AIM. Repeat the entries that follow verbatim, without any of their pictures.

§

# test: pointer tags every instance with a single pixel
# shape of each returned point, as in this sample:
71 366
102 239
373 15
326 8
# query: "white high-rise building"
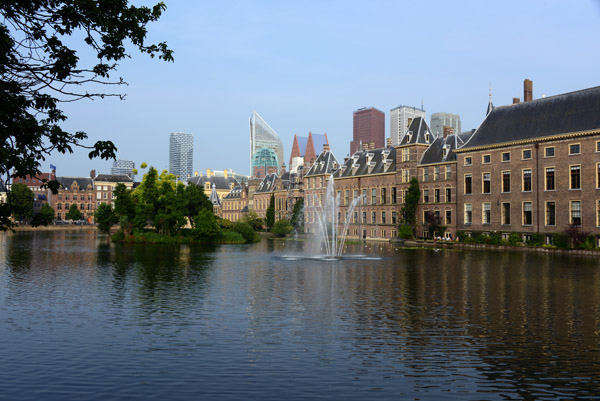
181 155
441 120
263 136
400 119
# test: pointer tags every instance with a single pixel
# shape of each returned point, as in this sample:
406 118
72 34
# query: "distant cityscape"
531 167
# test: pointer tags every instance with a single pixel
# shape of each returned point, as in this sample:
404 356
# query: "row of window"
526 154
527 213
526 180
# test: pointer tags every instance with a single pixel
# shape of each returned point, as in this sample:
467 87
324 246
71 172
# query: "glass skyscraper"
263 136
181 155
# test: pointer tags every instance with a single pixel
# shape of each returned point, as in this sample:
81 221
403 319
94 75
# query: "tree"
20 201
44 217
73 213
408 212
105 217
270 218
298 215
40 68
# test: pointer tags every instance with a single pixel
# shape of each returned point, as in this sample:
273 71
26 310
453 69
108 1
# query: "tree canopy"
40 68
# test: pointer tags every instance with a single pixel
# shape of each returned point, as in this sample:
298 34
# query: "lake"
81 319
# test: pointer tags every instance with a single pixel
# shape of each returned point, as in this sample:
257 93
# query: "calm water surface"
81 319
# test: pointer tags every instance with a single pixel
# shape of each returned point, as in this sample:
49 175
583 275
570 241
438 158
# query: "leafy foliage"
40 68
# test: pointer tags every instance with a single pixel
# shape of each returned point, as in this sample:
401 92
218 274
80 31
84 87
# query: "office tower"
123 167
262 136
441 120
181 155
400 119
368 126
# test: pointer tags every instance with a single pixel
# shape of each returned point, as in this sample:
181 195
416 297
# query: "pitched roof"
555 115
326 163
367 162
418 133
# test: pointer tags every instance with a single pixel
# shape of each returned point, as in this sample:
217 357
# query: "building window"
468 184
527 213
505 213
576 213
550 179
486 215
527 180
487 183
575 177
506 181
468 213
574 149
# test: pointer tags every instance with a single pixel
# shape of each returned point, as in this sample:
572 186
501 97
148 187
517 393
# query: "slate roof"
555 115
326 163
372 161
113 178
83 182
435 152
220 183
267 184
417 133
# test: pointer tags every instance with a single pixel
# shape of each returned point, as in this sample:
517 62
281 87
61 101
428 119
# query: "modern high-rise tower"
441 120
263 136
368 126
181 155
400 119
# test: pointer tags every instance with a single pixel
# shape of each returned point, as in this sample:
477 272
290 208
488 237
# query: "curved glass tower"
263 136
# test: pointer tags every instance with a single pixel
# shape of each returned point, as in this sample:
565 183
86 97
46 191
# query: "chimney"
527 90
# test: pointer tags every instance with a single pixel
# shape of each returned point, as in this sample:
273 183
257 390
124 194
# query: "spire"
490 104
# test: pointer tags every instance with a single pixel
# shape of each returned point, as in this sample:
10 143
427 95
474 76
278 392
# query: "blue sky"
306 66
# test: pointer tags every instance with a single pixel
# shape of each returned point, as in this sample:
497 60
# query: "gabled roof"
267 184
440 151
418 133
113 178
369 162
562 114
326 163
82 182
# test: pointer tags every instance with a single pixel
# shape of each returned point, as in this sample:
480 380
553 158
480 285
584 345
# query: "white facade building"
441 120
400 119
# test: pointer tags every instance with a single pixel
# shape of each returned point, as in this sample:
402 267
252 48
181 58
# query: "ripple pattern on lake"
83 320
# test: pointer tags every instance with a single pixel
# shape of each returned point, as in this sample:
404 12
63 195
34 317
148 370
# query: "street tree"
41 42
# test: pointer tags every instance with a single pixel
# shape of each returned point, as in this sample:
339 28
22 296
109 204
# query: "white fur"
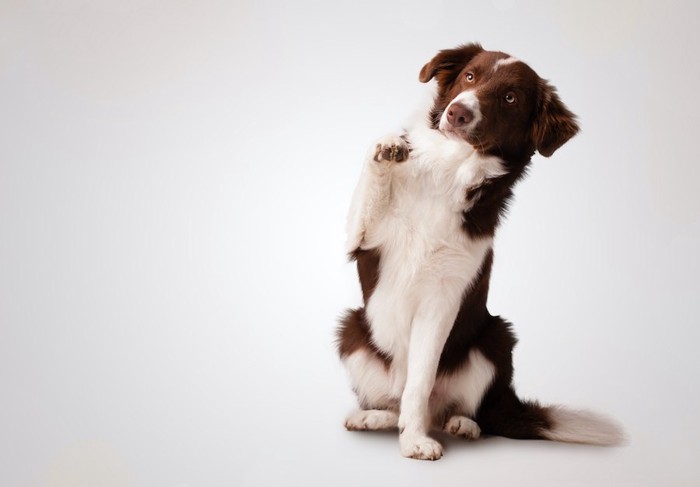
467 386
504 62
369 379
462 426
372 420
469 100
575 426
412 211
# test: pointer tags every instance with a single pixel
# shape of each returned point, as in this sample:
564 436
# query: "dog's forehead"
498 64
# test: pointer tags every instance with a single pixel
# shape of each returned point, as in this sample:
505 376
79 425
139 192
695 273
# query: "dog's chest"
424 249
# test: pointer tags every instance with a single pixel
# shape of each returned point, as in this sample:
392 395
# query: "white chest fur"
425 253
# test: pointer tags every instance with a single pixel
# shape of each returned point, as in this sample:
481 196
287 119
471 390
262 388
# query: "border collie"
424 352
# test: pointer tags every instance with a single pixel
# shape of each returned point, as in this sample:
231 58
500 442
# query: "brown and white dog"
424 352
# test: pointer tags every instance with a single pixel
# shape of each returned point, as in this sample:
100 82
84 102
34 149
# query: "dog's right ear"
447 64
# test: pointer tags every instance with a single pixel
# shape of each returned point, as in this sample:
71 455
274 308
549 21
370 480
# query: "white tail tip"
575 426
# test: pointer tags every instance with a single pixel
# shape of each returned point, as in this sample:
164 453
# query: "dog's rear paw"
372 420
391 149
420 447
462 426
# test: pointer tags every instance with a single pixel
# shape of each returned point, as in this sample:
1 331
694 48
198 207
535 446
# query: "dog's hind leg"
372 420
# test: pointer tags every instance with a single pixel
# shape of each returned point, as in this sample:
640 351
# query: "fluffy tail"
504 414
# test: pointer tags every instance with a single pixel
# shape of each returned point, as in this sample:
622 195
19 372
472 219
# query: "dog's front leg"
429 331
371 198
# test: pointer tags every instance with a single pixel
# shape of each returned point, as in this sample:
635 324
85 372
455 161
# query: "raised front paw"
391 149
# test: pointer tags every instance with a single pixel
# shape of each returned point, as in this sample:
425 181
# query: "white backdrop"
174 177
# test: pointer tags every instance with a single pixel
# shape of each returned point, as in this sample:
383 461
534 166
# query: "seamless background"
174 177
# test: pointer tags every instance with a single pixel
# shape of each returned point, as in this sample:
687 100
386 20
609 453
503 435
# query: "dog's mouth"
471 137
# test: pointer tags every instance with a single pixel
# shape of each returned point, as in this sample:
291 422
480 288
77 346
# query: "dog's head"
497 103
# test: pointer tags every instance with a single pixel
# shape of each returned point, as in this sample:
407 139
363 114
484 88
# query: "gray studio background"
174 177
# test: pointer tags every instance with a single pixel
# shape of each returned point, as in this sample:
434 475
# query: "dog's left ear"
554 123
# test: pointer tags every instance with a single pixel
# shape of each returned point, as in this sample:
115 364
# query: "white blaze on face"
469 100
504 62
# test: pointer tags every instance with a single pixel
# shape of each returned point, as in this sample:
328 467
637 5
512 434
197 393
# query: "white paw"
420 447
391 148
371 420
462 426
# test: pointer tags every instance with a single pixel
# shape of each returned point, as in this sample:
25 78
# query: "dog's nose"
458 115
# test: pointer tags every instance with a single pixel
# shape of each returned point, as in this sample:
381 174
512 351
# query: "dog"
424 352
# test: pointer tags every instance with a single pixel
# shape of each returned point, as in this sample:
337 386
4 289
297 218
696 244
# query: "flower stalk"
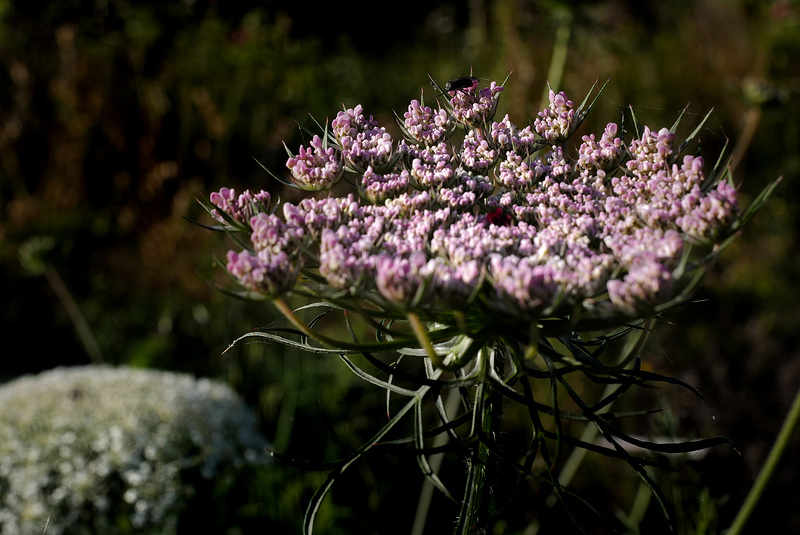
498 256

§

EXERCISE ANSWER.
# test: pointer tags every instance with a single pixel
# shape of each returned point, as in this sample:
71 366
102 239
373 15
326 8
# query: "white high-rise building"
181 155
441 120
263 136
400 119
# test: pointer tags every instance with a single pixel
# shape of each returned point, as in this sample:
406 118
72 34
# query: "distant cityscape"
531 167
# test: pointer tags every instance with a single pixel
# shape of each returned point, as in this sample:
404 356
# query: "row of window"
526 154
527 213
526 180
# test: pointer tags every instance with a single pixel
# shape of each returned point, as in this sample:
467 87
324 246
71 172
# query: "glass skyscraper"
263 136
181 155
# test: pointer tags every instance with a single pixel
# shape of each returned point, as in this sample:
81 221
403 319
94 75
# query: "tree"
20 201
44 217
73 213
408 212
105 217
270 218
298 215
40 68
# test: pointer tags every instance with a single pixel
# shape of each returned point, as in this sample:
273 71
26 310
453 69
108 1
# query: "tree canopy"
40 68
# test: pointer tags every instance with a single pixel
# shape of each returned point, as in this sample:
298 34
# query: "lake"
81 319
# test: pointer tags every instance with a single pixel
# shape of each returned point, as in this sample:
257 93
# query: "calm water surface"
81 319
# test: pointer tags every instance with a single pixel
# shape of each returned point, as in this sample:
49 175
583 275
570 241
438 158
# query: "leafy foliage"
40 68
# test: pointer tags every instance with a single pixel
# shape of each returned point, as in this sample:
401 92
218 274
80 31
84 87
# query: "office tower"
123 167
262 136
441 120
181 155
400 119
368 126
# test: pointer tags every instance with a single pixel
# shape of each returned point, as in this sample:
181 195
416 297
# query: "pitched roof"
555 115
326 163
367 162
418 133
# test: pointer tags every instance with a single pixel
# shape of each returned point, as in this sample:
217 357
# query: "building window"
468 184
527 213
505 213
576 213
550 179
486 215
527 180
487 183
575 177
506 181
468 213
574 149
# test: pointer tags every instance with a single pixel
# shape of each returned point, as in this sample:
572 186
501 97
148 187
517 393
# query: "slate roof"
555 115
326 163
372 161
113 178
83 182
435 152
220 183
267 184
417 133
# test: pointer tags every instance with a single pixel
# shape of each returned point, as in this sample:
517 62
281 87
61 101
428 119
# query: "modern high-rise tower"
441 120
263 136
368 126
181 155
400 119
# test: pointer tags every instance with a single pixel
# shape of each returned point, as in this sample:
477 272
290 208
488 237
# query: "curved glass tower"
263 136
# test: pointer tags every instance with a single pixel
# shape of each returned point, as in this sample:
565 183
86 97
46 191
# query: "chimney"
527 90
# test: pointer tags every instance with a single pixel
# shape of each returned point, as in this sample:
273 183
257 390
124 194
# query: "spire"
490 104
# test: pointer tags every instance with a single pixel
# shape of each returned point, as in this sample:
10 143
427 95
474 76
278 392
# query: "blue sky"
306 66
# test: pointer tags every instance with a single pixel
# shape of each returned point, as in this sample:
497 60
# query: "gabled roof"
267 184
440 151
418 133
113 178
369 162
562 114
326 163
82 182
# test: pointer tags every instance with a single pixel
# shape of each returned point, as in this sample:
480 380
553 158
480 285
584 345
# query: "white facade building"
441 120
400 119
# test: pointer tags every instance with a single pixel
# shape of each returned point, as in this sample:
402 267
252 48
181 58
# query: "ripple pattern on lake"
83 320
# test: pointer tags every instance with a single pixel
# shape of each returned point, as in this sample:
404 12
63 195
34 317
148 370
# query: "street tree"
41 42
# test: pointer tags every instance with a single pixel
# shape of each returned point, as in this sample:
339 28
22 296
109 204
# query: "white fur"
467 386
504 62
369 379
462 426
372 420
469 100
575 426
412 211
# test: pointer tags every instance with a single pixel
# shape of each returned point, as in this sample:
564 436
# query: "dog's forehead"
498 64
# test: pointer tags every instance with a single pixel
# shape of each returned point, as in this sample:
505 376
79 425
139 192
695 273
# query: "dog's chest"
424 249
# test: pointer tags every instance with a single pixel
# shape of each returned point, as in this sample:
392 395
# query: "white chest fur"
425 253
# test: pointer tags every instance with a single pixel
# shape of each returned point, as in this sample:
481 196
287 119
471 390
262 388
# query: "border collie"
424 352
# test: pointer tags every instance with a single pixel
# shape of each returned point, as in this sample:
231 58
500 442
# query: "brown and white dog"
424 352
# test: pointer tags every instance with a single pixel
# shape of each returned point, as in this sample:
100 82
84 102
34 149
# query: "dog's right ear"
447 64
# test: pointer tags every instance with a single pixel
# shape of each returned point, as in this sample:
71 455
274 308
549 21
370 480
# query: "white tail tip"
575 426
# test: pointer tags every instance with a single pixel
# shape of each returned point, as in this sample:
164 453
# query: "dog's rear paw"
372 420
391 149
420 447
462 426
# test: pointer tags every instance with a single pixel
# shape of each returned point, as in this sample:
1 331
694 48
198 207
535 446
# query: "dog's hind leg"
372 420
# test: pointer tags every instance with a single pixel
# shape of each returned point, as in this sample:
640 351
# query: "fluffy tail"
504 414
# test: pointer tags every instance with a single pixel
# shape of each returned point, as in this sample:
622 195
19 372
472 219
# query: "dog's front leg"
429 331
371 198
# test: pointer tags every instance with a single pixel
# shape of each returned point, as in this sample:
635 324
85 372
455 161
# query: "raised front paw"
391 149
# test: pointer tags every instance with a single pixel
# shape of each returned point, as in this sample:
425 181
# query: "white backdrop"
174 177
# test: pointer tags every instance with a single pixel
# shape of each returned point, as in this sample:
383 461
534 166
# query: "seamless background"
174 177
# test: pointer tags every instance with a single pixel
# shape of each returned point, as in this sample:
687 100
386 20
609 453
503 435
# query: "dog's mouth"
471 137
# test: pointer tags every instance with a single pixel
# shape of each returned point, as in this sample:
291 422
480 288
77 346
# query: "dog's head"
497 103
# test: pointer tags every instance with a single pixel
# shape of each returned point, as in this sample:
407 139
363 114
484 88
# query: "gray studio background"
174 177
# test: pointer tags every instance with a single pixel
# shape of each returned point, as in this sample:
434 475
# query: "dog's left ear"
554 123
# test: pointer tags every instance with a single pixel
# shape of each returned point, as in this sample:
115 364
# query: "white blaze on face"
469 100
504 62
# test: pointer tags every instance with a single pixel
# shape of each returned point, as in this sample:
328 467
637 5
512 434
197 393
# query: "white paw"
420 447
391 148
371 420
462 426
# test: pointer tags every instance with a single pixel
# shape of each returned point, as in this sample:
25 78
# query: "dog's nose"
458 115
# test: pointer tags every instance with a single pixel
# shape of each returned point, as in this sample:
381 174
512 351
# query: "dog"
424 352
# test: pointer tags every instance with a single pixel
# shape of each returned point, as in this sample:
337 386
4 289
297 218
696 244
# query: "flower stalk"
498 256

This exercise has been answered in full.